_Data for this task:_
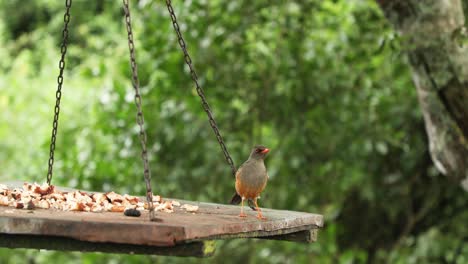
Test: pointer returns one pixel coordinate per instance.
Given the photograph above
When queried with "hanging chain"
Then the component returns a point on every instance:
(200, 91)
(58, 94)
(140, 119)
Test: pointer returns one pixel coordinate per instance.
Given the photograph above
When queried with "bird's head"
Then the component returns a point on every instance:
(259, 152)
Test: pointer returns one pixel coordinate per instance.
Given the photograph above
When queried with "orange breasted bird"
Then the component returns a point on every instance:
(251, 179)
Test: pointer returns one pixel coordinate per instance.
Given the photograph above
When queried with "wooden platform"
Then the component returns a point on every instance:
(180, 233)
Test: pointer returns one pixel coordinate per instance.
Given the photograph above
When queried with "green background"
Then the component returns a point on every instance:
(324, 84)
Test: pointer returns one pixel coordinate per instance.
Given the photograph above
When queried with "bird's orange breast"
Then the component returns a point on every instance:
(248, 190)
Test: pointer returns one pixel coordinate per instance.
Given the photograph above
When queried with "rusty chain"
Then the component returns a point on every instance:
(200, 92)
(139, 117)
(58, 94)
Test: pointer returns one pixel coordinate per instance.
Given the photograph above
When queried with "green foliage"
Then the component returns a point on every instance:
(322, 83)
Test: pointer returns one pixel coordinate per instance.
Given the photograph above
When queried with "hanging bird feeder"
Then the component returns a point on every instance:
(49, 217)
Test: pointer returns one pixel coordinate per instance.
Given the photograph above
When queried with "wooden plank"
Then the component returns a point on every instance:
(306, 236)
(194, 249)
(211, 221)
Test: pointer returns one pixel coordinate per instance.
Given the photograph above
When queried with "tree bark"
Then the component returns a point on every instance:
(432, 32)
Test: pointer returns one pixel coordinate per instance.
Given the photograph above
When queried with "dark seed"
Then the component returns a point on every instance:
(132, 212)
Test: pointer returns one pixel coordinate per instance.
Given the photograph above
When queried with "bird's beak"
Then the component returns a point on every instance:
(265, 151)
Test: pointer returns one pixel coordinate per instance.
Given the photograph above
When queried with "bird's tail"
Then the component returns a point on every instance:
(236, 199)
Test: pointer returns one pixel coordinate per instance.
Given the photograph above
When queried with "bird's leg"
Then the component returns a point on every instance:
(259, 216)
(242, 208)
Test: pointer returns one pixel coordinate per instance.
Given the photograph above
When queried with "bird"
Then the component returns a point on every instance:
(251, 180)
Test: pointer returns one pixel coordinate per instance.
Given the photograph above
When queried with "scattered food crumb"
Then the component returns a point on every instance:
(189, 207)
(44, 196)
(132, 212)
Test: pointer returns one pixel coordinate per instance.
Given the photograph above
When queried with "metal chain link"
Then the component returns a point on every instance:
(140, 119)
(200, 91)
(58, 94)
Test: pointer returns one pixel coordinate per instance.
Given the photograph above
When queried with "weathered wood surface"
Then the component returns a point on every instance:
(193, 249)
(211, 221)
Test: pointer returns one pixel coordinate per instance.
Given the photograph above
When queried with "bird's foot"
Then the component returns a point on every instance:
(261, 217)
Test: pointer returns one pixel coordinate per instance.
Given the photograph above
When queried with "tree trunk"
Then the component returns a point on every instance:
(432, 31)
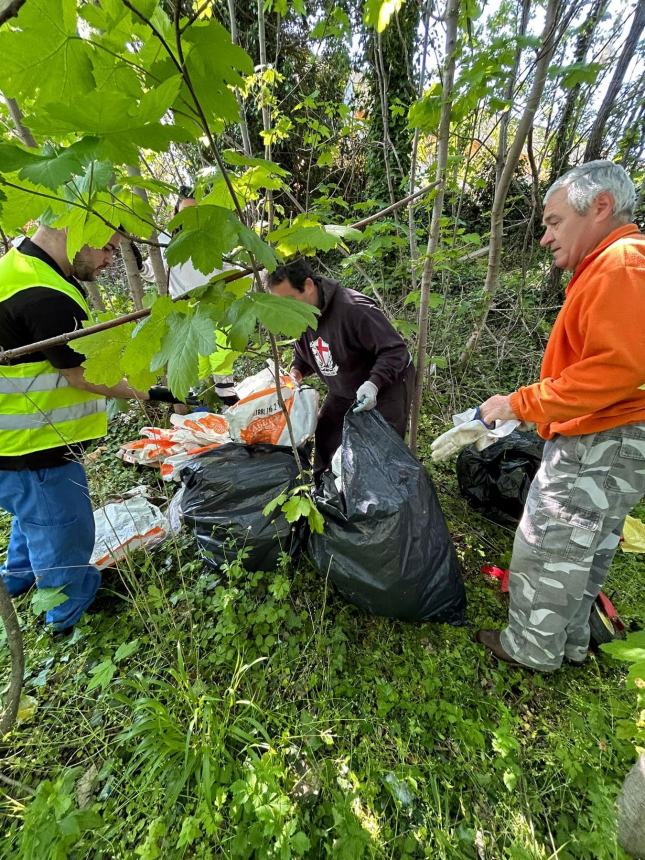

_Exercise requirements:_
Please output all the records above exactly, leaving out every picture.

_Worked solution:_
Test: pointer returns one pixel coordinate per instance.
Given the photograph above
When queried with "hanging chain"
Then the component returns a point on every instance:
(200, 91)
(58, 94)
(140, 119)
Test: pointer returns one pixel coordinate per instance.
Given the photograph above
When queried with "bird's head"
Then the component returns a point on every instance:
(259, 152)
Test: pointer returns one pixel coordinate per instance.
Given the photograph above
When queried with "orange breasted bird"
Then the component returns a point on every instance:
(251, 179)
Test: pointer returns one pixel coordinate per instance.
Given the photograph above
When queried with "wooden platform"
Then the component returns a point on every instance:
(180, 233)
Test: pointer returns one pixel coordinate per instance.
Given the photograph above
When queried with "green background"
Then the component returns a point on every instance:
(324, 84)
Test: pointer returns one pixel coordinate per instance.
Given the photograph above
When queried with "bird's orange breast"
Then the component returns a point on every instance:
(248, 190)
Test: pointer returns one pixel coordinate per instance.
Given the photograph above
When queried with "rusty chain"
Then the component returns a point on every instance:
(200, 92)
(139, 117)
(58, 94)
Test: pointer returns one pixel coordinate per instance.
Given the photograph above
When queried with "green foliage"
Then the component returns a point on every instance:
(322, 83)
Test: pointer returns one pixel coordinate per instance.
Given the photograph above
When queried with "hanging bird feeder"
Then the component returns a point on every instance:
(49, 217)
Test: pointer returns one pixel coordinate per instance.
Given the photograph above
When queried with "wooden plank"
Then the component returns a point on every instance:
(306, 236)
(194, 249)
(211, 221)
Test: pointer returns one pixel coordinate per instance.
Given the photograph above
When queried with "tree bark"
Then the component returns a point on every instance:
(432, 32)
Test: pointer returns one pixel coordinate per instance.
Given the photograph above
When queried with "dark seed"
Then the component returns a point on every instance:
(132, 212)
Test: pointer returns one pixel coordinate per instance.
Given the photograph above
When queried with "bird's beak"
Then the component returns a point on every instance:
(265, 151)
Test: pointer returns one pixel coordinate per instance.
Given the photograph above
When queried with "bird's tail"
Then the component returns a point on every instance:
(236, 199)
Test: pointer returns one pixel coordinate per instance.
Given the photograph above
When queried with "bird's leg"
Then the component returns a point on every instance:
(259, 216)
(242, 208)
Test: pointer returns one pixel coordinate per instance.
Given the photograph above
When queried with "bird"
Then the component returns a point on every instance:
(251, 180)
Test: pointer returns one pixel coordinate per instance.
Given the photograph above
When queried with "scattered food crumb"
Then the component returns a point on every instance:
(189, 207)
(44, 196)
(132, 212)
Test: pointer returns one pixel coordinate per instance.
Given the photograph above
When queried with "metal chain link"
Then the component returns a point on every instance:
(140, 119)
(200, 91)
(58, 94)
Test: pointer returns one pixel coordinate per instance.
Given the photograph above
When queried with "weathered wood surface"
Then the component returns a point on every instance:
(193, 249)
(211, 221)
Test: pointer returns one pixel coordinate per instance.
Given the photograph above
When queried with "bird's foot"
Then the component returns a point on every instance:
(261, 217)
Test: pointer returns one pixel coordinate per instance.
Given the photograph above
When queried with "tree trunk"
Then the component returns a point on every instance:
(432, 31)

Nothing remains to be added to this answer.